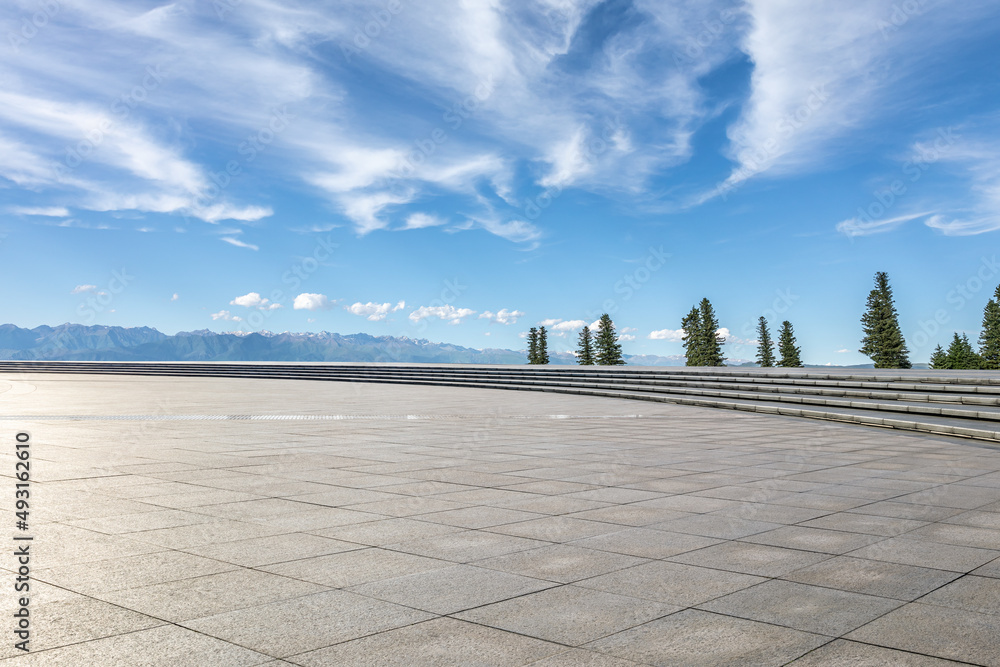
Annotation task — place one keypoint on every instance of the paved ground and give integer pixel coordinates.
(436, 526)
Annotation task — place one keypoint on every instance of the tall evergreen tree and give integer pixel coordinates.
(989, 339)
(790, 354)
(883, 340)
(691, 324)
(585, 349)
(961, 355)
(711, 342)
(939, 359)
(543, 346)
(533, 345)
(765, 346)
(606, 345)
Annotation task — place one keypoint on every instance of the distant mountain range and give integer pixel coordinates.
(77, 342)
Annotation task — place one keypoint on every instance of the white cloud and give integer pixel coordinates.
(226, 316)
(673, 335)
(308, 301)
(569, 325)
(423, 220)
(254, 300)
(251, 300)
(450, 313)
(865, 227)
(239, 244)
(503, 316)
(374, 311)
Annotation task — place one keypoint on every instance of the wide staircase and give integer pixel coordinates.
(956, 403)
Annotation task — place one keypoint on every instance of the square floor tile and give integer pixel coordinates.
(568, 614)
(808, 608)
(699, 638)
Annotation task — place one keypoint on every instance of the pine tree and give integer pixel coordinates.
(790, 354)
(961, 355)
(608, 349)
(883, 340)
(989, 339)
(543, 347)
(585, 351)
(765, 346)
(711, 342)
(691, 324)
(939, 359)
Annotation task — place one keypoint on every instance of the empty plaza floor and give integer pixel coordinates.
(217, 522)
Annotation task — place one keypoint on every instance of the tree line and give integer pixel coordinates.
(593, 349)
(882, 342)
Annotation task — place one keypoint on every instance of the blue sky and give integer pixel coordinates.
(461, 171)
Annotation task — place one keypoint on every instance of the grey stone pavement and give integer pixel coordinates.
(442, 526)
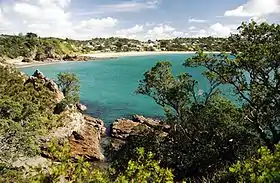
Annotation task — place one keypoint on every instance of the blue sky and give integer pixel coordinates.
(140, 19)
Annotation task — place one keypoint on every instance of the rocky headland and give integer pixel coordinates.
(86, 134)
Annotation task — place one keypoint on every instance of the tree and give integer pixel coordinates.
(207, 130)
(145, 169)
(253, 70)
(69, 85)
(265, 168)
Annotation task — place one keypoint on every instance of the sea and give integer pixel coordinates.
(107, 87)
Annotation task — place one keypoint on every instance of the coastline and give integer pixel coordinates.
(98, 56)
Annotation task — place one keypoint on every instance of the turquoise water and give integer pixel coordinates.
(108, 86)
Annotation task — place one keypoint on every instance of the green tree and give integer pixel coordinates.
(145, 169)
(265, 168)
(70, 86)
(207, 130)
(253, 72)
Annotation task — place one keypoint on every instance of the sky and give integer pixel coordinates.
(137, 19)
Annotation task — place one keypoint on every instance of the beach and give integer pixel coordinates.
(99, 55)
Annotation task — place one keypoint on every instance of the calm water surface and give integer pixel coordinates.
(108, 86)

········

Prompt. Would you give the data above again word for word, minus the pictures?

Written solution.
Annotation task — place one keypoint on every instance of the paved ground and give integer pixel coordinates.
(436, 526)
Annotation task — place one keypoint on every instance of the tall evergreen tree and give integer pixel coordinates.
(989, 339)
(790, 354)
(883, 340)
(691, 324)
(585, 349)
(961, 355)
(711, 342)
(939, 359)
(543, 346)
(533, 345)
(765, 346)
(606, 345)
Annotation task — place one keypoint on every instance of the distant mountain range and give integer pixel coordinates.
(77, 342)
Annotation task — place one keypoint on every instance of the white cloud and give integer pixel coordinates.
(226, 316)
(673, 335)
(308, 301)
(569, 325)
(423, 220)
(254, 300)
(251, 300)
(450, 313)
(865, 227)
(239, 244)
(503, 316)
(374, 311)
Annotation task — place one keypoint on every instance of the wide staircase and give integer pixel coordinates.
(956, 403)
Annotation task — place one keypoint on every instance of the square floor tile and give integer pixel coordinates.
(568, 614)
(808, 608)
(699, 638)
Annotation task — place one keypoint on every instance of the pine tree and give integer pixel coordinates.
(790, 354)
(961, 355)
(608, 349)
(883, 340)
(989, 339)
(543, 347)
(585, 351)
(765, 346)
(711, 342)
(691, 324)
(939, 359)
Annotation task — place one keypoint on every instance of the empty plaza floor and give integer pixel coordinates.
(217, 522)
Annotation task — place one keypoint on every instance of the tree line and give integer pixel coordinates.
(593, 349)
(882, 342)
Annotation task — place one keypoint on every instance of the blue sky and give integer pixel coordinates.
(461, 171)
Annotation task — place one keypoint on every instance of the grey stone pavement and give integer pixel coordinates.
(442, 526)
Annotation task — place one keypoint on every instance of the blue sky and give integer pixel coordinates.
(140, 19)
Annotation task — place one keypoint on every instance of the rocky headland and give integer pixel coordinates.
(86, 134)
Annotation task — place one keypoint on every instance of the tree and give integer pixel coordinates.
(207, 130)
(145, 169)
(253, 70)
(69, 85)
(265, 168)
Annotation task — place one keypoint on every instance of the sea and give integer pixel coordinates.
(107, 87)
Annotation task — place one keypoint on every instance of the coastline and give integer pixel coordinates.
(98, 56)
Annotation task — place one keypoint on every instance of the turquoise water and give integer pixel coordinates.
(108, 86)
Annotation task — place one keypoint on every instance of the green tree and give integer pixel coordinates.
(145, 169)
(265, 168)
(70, 86)
(207, 130)
(253, 72)
Annotation task — place one keypoint on every instance of the sky and give integer pixel coordinates.
(137, 19)
Annotation task — place one keypoint on every instance of the beach and give integer pixel coordinates.
(99, 55)
Annotation task — place one keypoint on every instance of the calm water surface and give integer pixel coordinates.
(108, 86)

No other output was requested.